#### DO THIS
From the line containing "# mark the region of every instance of the large" down to the last line of the material, return those lines verbatim and only those.
━━━━━━━━━━━━━━━━━━━━━━━━━━━━━━
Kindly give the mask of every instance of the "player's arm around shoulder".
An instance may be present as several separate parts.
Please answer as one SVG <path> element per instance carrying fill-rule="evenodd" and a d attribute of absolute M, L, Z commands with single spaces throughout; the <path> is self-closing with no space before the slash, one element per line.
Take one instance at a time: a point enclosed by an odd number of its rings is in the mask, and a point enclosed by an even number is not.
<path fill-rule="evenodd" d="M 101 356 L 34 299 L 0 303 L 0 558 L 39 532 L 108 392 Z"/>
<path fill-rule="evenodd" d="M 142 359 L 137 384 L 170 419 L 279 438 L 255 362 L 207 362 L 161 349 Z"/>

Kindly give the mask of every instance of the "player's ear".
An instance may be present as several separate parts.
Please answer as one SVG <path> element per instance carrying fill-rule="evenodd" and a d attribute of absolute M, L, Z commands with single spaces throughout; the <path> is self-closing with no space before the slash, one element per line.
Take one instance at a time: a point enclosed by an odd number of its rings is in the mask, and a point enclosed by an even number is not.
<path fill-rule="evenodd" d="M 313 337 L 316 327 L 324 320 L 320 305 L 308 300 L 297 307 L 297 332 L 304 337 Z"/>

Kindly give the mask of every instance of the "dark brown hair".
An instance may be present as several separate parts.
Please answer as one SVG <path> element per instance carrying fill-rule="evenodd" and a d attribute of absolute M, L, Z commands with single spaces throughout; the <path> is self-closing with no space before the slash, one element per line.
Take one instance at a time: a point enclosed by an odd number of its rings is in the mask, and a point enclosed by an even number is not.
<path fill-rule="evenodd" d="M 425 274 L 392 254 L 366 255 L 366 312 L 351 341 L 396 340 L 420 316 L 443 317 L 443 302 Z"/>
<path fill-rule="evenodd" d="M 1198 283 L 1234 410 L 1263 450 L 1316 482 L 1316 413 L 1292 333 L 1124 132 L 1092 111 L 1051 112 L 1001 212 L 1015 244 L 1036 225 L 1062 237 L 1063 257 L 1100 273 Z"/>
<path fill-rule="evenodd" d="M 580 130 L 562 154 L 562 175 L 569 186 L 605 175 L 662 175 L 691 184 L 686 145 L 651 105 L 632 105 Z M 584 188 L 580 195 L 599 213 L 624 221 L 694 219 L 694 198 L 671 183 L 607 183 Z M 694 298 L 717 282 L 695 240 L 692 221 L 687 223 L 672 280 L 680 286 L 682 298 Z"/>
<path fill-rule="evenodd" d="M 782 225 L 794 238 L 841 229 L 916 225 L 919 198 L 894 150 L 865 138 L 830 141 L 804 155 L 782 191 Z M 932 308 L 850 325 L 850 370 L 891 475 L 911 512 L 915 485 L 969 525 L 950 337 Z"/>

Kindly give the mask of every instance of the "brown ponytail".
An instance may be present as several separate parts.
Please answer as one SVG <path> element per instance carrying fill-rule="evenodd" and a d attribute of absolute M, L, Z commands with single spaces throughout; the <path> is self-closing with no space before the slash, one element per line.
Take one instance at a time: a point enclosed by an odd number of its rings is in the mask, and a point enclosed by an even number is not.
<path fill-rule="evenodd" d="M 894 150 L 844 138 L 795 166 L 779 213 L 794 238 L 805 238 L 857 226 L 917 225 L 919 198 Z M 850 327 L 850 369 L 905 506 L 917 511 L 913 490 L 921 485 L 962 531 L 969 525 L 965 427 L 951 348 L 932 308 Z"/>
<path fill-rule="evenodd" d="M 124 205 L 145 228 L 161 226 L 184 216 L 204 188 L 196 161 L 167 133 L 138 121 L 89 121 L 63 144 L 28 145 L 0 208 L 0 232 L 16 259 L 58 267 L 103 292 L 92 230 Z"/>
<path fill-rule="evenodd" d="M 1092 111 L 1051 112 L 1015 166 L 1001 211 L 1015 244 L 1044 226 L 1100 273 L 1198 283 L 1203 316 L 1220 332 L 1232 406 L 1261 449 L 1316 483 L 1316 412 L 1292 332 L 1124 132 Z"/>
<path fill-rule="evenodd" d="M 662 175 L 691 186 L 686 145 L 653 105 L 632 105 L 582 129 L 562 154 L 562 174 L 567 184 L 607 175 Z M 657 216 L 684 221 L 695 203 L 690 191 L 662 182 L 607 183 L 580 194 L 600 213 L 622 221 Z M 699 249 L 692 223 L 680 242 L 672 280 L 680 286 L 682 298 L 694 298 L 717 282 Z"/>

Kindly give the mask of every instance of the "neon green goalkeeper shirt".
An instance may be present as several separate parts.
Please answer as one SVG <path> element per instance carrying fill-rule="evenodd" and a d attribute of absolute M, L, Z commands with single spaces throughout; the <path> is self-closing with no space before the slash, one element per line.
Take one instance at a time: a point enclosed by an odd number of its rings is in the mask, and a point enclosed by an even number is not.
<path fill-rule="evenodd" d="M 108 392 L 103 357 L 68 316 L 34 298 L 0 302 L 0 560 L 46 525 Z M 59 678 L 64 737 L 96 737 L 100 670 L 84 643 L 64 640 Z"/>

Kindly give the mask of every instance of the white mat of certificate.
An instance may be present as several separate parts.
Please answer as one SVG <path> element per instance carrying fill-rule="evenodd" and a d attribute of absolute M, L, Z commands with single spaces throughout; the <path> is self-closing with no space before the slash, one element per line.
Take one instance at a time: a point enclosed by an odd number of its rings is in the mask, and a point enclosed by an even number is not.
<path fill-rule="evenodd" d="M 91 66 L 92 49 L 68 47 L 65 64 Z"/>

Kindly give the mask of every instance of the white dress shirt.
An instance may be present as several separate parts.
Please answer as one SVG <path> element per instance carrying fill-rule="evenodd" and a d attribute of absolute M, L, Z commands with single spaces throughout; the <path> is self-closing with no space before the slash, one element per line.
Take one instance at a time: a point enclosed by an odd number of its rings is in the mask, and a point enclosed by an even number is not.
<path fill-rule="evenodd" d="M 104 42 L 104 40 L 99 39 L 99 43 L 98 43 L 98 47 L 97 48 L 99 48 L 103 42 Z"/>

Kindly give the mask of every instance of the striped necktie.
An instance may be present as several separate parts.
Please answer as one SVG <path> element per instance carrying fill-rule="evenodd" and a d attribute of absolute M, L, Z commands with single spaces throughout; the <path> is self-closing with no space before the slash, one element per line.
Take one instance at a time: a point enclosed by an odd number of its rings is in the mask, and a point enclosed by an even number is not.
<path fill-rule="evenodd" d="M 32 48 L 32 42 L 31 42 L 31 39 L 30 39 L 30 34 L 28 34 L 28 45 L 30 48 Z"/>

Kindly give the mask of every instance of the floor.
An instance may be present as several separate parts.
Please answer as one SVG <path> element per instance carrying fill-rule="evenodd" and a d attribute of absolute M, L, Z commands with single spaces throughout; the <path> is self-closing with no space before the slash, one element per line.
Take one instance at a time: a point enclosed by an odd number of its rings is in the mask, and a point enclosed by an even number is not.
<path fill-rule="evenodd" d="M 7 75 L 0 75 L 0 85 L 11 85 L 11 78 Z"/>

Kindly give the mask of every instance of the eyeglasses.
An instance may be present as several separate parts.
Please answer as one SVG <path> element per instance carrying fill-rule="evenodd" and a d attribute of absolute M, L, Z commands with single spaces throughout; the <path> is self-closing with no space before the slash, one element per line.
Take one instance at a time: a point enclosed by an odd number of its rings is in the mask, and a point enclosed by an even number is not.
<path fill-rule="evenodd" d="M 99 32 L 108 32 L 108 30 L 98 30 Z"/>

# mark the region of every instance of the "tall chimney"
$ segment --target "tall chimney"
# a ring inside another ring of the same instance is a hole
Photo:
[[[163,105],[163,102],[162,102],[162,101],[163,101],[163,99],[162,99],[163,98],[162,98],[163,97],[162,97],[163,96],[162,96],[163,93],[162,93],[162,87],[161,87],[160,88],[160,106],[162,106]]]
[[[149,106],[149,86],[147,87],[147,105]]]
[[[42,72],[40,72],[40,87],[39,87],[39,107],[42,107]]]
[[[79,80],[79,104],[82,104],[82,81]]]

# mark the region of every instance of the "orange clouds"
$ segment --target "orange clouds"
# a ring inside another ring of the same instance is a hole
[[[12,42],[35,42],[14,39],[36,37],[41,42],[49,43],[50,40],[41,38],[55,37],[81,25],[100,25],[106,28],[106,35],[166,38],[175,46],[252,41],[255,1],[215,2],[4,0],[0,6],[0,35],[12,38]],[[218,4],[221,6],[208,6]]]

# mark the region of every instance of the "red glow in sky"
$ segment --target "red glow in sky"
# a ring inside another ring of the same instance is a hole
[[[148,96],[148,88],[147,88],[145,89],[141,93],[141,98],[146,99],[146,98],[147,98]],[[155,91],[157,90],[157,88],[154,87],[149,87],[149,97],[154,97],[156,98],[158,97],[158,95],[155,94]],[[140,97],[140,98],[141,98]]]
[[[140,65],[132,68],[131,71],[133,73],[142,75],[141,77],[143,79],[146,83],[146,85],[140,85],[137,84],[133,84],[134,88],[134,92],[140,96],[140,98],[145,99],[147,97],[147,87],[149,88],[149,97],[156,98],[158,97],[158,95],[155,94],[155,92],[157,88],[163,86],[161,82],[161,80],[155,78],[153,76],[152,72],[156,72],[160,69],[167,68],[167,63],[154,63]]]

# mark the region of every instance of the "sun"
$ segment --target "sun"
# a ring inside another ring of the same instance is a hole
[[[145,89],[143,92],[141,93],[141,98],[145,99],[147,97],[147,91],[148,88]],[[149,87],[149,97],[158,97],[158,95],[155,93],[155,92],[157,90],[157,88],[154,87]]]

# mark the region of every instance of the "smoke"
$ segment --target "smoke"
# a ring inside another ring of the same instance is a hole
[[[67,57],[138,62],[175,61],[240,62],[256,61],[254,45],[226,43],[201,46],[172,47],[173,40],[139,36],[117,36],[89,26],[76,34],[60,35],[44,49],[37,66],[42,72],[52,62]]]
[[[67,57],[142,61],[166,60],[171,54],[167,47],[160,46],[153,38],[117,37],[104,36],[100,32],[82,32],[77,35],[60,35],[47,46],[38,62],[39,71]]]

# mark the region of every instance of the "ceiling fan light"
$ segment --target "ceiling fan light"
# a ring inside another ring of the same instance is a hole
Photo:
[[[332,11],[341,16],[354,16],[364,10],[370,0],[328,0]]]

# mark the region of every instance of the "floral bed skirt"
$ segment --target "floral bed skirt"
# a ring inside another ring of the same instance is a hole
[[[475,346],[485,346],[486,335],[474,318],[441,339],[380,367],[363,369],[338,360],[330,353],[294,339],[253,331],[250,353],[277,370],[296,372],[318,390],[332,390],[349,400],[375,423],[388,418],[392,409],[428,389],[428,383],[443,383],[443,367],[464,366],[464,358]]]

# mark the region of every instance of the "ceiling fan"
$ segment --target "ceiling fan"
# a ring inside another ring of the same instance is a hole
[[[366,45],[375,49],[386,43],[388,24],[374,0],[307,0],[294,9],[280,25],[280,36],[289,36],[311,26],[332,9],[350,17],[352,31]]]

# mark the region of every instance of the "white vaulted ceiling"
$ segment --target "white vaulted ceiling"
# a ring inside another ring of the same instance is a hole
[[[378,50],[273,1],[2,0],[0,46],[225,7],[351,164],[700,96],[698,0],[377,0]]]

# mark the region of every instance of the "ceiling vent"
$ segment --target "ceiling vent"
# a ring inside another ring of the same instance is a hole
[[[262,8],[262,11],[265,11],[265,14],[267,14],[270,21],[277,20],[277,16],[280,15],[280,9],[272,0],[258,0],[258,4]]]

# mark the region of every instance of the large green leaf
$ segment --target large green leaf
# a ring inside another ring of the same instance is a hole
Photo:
━━━━━━━━━━━━━━━━━━━━━━━━━━━━━━
#### EXERCISE OUTPUT
# mark the region of every instance of the large green leaf
$ segment --target large green leaf
# a ring inside another ring of the same instance is a hole
Photo:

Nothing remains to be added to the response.